Lines with the word "dark" are the answer; copy each of them from the data below.
*** Opening Records supplied ***
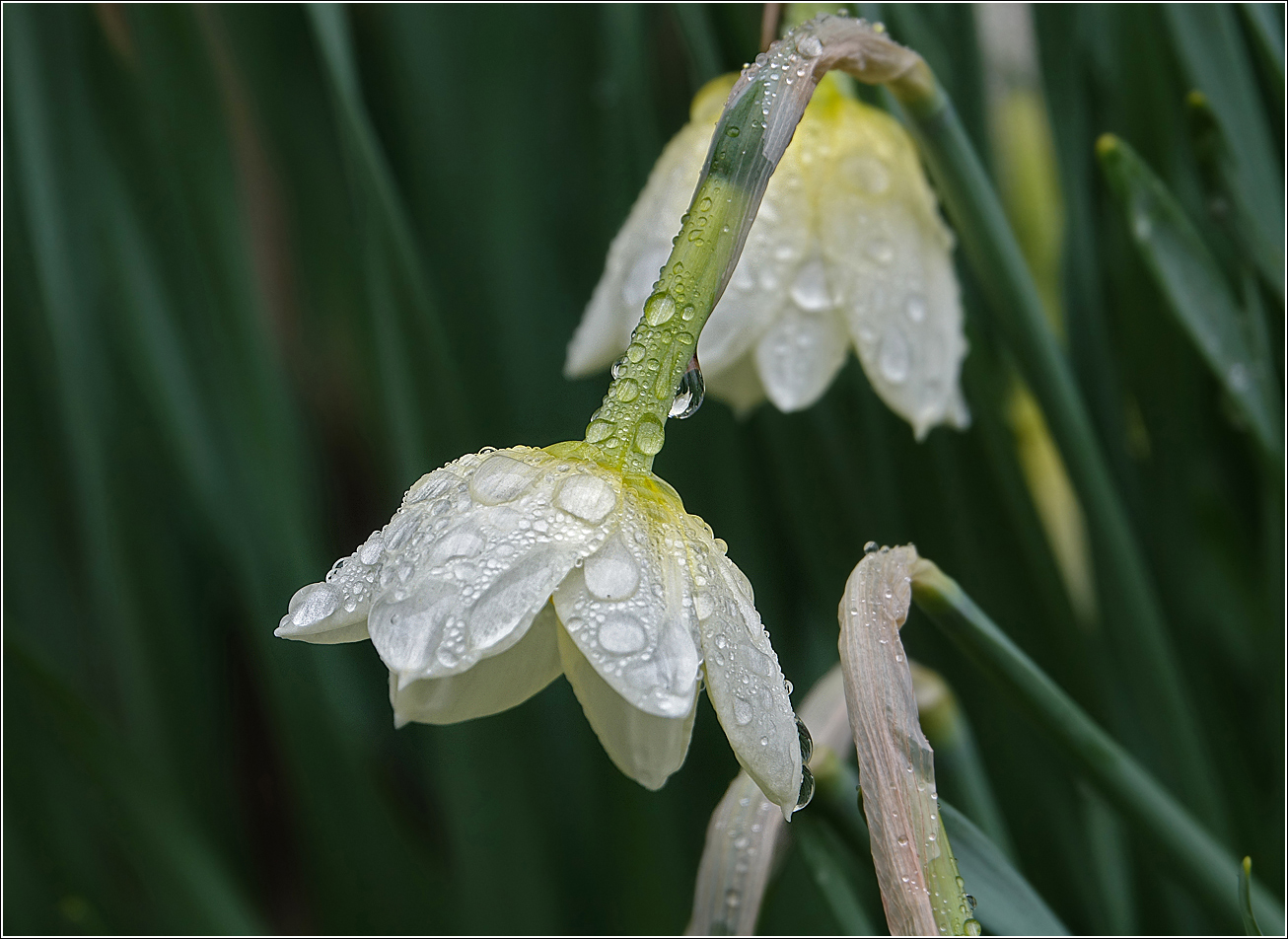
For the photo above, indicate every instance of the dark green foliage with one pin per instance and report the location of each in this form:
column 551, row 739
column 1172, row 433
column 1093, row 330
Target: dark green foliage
*** Closing Records supplied ***
Problem solution —
For the photo above, indicate every instance of the dark green foliage with one pin per instance and report the location of each in this form:
Target: dark green foliage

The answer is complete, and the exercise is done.